SELECTED EXTRACT:
I'm curious to see your thought process as well. Is that a meta analysis? An analysis of an analysis? Haha it should be fun!


----------



## Golden Rose (Jun 5, 2014)

@Leo Argent 

No problem.
Let us know once you're done, you've engaged all of us far too much to keep it a secret. 

My final say is EXTJ, depending on your preference between Ni and Si.
Without stereotyping, you seem too authoritative, charismatic and people oriented to be an INTJ.


----------



## Elinathopie (May 23, 2014)

Well honestly, ENTJs are more like the third or fourth most intelligent with INTP and INTJ being at the top... Don't underestimate Ti and Ni lol. Anyways, I got the feeling that you were more Fe than Fi mostly because of how you react towards the group. I know plenty of ENTJs and people's emotional problems are the least of their concerns. (Even my ENTJ aunt acts very cold towards her son) Fe can understand the pain of others and want to heal them. Fi tries to avoid their own pain and people see it more as selfish, but Fi's can get really emotional about the ones they truly care about. For example, my best friend ENTJ cools down his Te around me with a little Fi, which can be extremely agressive. (Seriously have you ever seen a ExTJ that didn't look like they were gonna explode from anger?) x.x

ENFJs also try to avoid the topic of emotions a lot. They are cool minded for a time, until something really gets under their skin. All Rationals take a while to cool down too, but they blow their fuse really fast, whereas Idealists are calm most of the time. That's also why I thought you were ENFJ because you didn't like heated up arguments, just calm, peaceful debates. 

What do you think?


----------



## Leo Argent (Jun 9, 2014)

I think you may be conflating terms a bit. Logical and Intelligent are not the same. Also, there are so many forms of intelligence and so many ways of using it that even saying one type is the "smartest" is an exercise in futility and ultimately comes down to a judgment call about what form of intelligence you prize the most. So outside of an exhaustive IQ test for all MBTI types, I would tend to shy away from saying any one type is the smartest. However, if we look at the functions, T is the function for logic. That's its definition. Ergo types that are T Dom (whether Ti Dom or Te Dom) are by definition the most logical. As far as underestimating Ti and Ni, I make it a policy to never underestimate anyone.

Hm. That is an interesting thought about Fe vs. Fi. Where have you seen Fe, if I might ask?

As far as Fi being selfish, I really don't see that. Everything I have read has said that Fe and Fi both empathize heavily - just in different ways. Fe cares more about the group and has an ability to read the emotions fluttering around the room. Fi zooms in on an individual and seeks to understand their feelings, values, and motivations, to rather literally feel their pain.

(Saved entries)
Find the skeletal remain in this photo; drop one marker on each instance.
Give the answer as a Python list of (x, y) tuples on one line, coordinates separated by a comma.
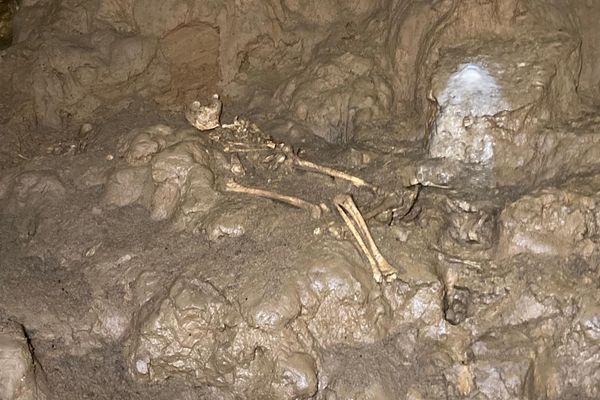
[(380, 267), (314, 210), (204, 117), (396, 203)]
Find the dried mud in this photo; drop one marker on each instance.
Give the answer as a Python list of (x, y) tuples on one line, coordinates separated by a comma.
[(129, 269)]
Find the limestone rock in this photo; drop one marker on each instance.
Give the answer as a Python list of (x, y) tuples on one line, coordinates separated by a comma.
[(21, 377)]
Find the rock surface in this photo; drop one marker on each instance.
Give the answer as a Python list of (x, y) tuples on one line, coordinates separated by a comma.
[(137, 273)]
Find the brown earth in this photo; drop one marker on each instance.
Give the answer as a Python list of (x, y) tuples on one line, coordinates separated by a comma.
[(130, 270)]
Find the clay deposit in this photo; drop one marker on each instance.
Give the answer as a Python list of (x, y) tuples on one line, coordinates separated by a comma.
[(328, 200)]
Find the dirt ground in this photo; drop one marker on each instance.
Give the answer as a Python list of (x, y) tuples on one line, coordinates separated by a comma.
[(466, 133)]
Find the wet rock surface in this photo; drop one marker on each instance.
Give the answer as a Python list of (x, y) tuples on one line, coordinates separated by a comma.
[(142, 257)]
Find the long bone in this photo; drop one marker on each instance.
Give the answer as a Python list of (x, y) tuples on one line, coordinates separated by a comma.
[(356, 224), (313, 209)]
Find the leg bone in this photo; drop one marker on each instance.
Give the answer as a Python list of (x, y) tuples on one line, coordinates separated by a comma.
[(313, 209), (348, 209)]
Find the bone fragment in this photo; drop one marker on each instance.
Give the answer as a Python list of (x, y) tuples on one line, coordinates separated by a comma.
[(313, 209), (357, 225)]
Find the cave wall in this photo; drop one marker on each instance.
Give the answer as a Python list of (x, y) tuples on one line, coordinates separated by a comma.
[(70, 59)]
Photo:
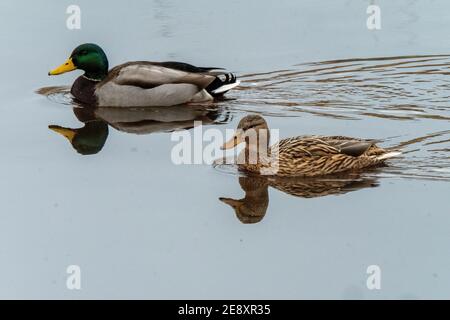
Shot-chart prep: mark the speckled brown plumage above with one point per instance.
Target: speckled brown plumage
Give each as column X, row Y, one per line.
column 308, row 156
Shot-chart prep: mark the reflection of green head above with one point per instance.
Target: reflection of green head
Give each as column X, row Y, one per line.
column 87, row 140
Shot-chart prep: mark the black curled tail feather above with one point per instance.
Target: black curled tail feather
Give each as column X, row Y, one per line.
column 220, row 81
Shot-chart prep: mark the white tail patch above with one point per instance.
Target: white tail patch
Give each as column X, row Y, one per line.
column 226, row 87
column 389, row 155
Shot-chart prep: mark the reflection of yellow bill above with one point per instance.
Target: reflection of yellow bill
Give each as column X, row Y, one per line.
column 234, row 141
column 65, row 67
column 66, row 132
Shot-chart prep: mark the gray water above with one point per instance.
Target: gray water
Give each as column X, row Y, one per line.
column 141, row 227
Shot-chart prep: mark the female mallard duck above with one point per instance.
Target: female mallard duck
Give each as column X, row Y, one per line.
column 141, row 83
column 306, row 156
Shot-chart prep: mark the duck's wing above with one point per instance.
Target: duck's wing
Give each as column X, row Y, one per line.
column 147, row 75
column 323, row 146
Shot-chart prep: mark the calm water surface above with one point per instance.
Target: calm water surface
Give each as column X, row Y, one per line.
column 141, row 227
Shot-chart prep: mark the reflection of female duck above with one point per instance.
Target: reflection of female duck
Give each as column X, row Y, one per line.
column 252, row 208
column 91, row 138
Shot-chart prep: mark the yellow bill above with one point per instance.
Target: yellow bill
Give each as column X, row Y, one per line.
column 65, row 67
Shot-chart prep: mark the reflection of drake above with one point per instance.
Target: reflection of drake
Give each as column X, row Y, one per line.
column 252, row 208
column 91, row 138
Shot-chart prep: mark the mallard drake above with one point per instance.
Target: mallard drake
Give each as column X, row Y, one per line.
column 306, row 156
column 141, row 83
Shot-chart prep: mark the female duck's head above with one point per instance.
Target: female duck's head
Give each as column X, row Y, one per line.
column 88, row 57
column 252, row 130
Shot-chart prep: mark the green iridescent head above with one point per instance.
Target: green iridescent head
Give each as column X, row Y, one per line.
column 88, row 57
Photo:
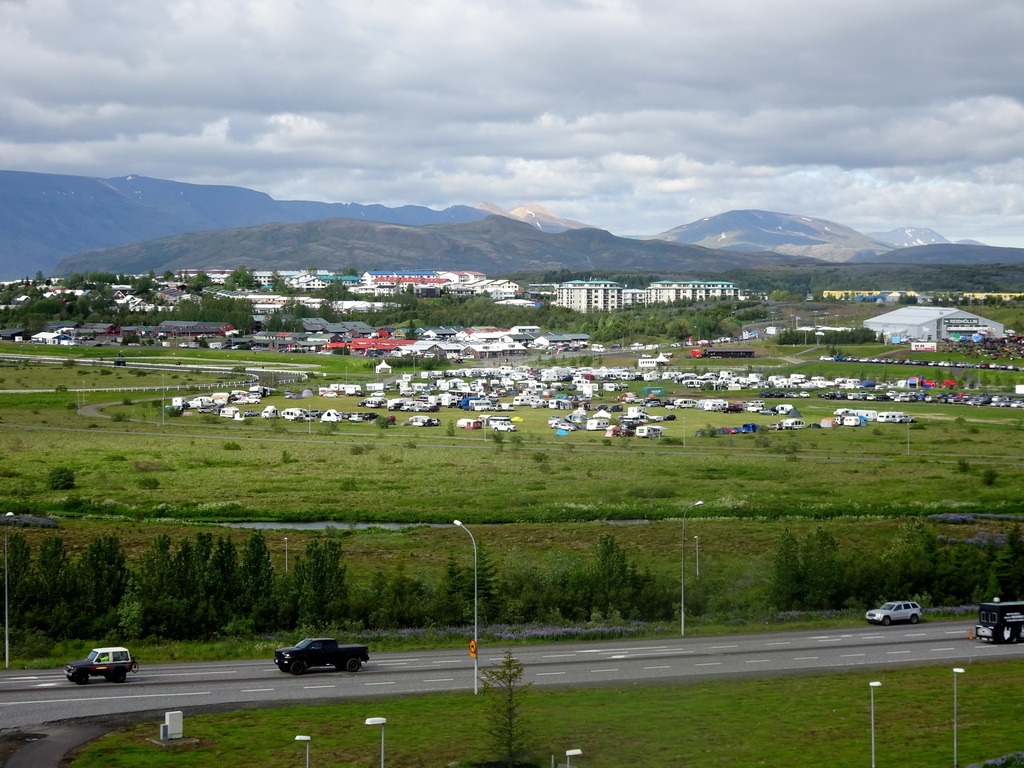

TASKS TO PERFORM:
A. List every username that appears as a post header in the personality-type thread, each with the date shown beside it.
B. Write the next part of the personality-type thread, continuing the final post after its last sentence.

WRITTEN ANSWERS:
A.
Golden Rose (Jun 5, 2014)
Elinathopie (May 23, 2014)
Leo Argent (Jun 9, 2014)

B.
I know that many people stereotype ExTJs as being angry, but anger is an emotion so if they are constantly running around seething with boiling, raging emotions that fill their soul to the brim, how exactly are they Te Dom? Now I can see ENTJs as aggressive/assertive and every ENTJ I have met is at least assertive (and many are aggressive). Yet assertiveness need not be angry or even emotional at all.

I'm really rather baffled as to why you would say ENFJs avoid emotional subjects. As Fe Dom, wouldn't emotion be the easiest and most natural thing possible for them to discuss? For instance, an INFP I know here said that she feels exhausted dealing with impersonal logic (T) but thrives and comes alive when dealing with feelings, values, or people-related concerns (F). So why would ENFJs (as Fe Dom) eschew F and INFPs (as Fi Dom) love it?

Your reasoning is very interesting, but it seems like you're portraying ENFJs as unemotional and ENTJs as boiling over with angry and aggressive emotions.

This is an interesting discussion, though! And yes, I do enjoy calm, peaceful debates. They're great learning tools both in the sense of learning new perspectives as well as learning how to reason and persuade better. Sadly though, once calm debate turns into angry argument, usually it just leads to everyone getting hurt and angry. So that isn't exactly a constructive pastime haha!


----------



## Reluctanine (May 11, 2014)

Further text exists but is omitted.